### WHAT IS REQUIRED
Nothing should be left out: repeat all the data exactly.

### INPUT MATERIAL
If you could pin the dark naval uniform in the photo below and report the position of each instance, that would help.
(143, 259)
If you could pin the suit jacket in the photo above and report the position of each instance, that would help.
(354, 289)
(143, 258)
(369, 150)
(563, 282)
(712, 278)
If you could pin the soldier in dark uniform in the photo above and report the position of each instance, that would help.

### TASK RESPONSE
If you could pin the dark naval uniform in the photo below and report the position of each instance, that would help.
(143, 259)
If you could pin the suit jacket in the photo above and report the position of each instance, that would help.
(354, 289)
(143, 258)
(369, 150)
(563, 282)
(712, 278)
If you could pin the soldier in dark uniform in the photo above and report the position of each instance, that would help.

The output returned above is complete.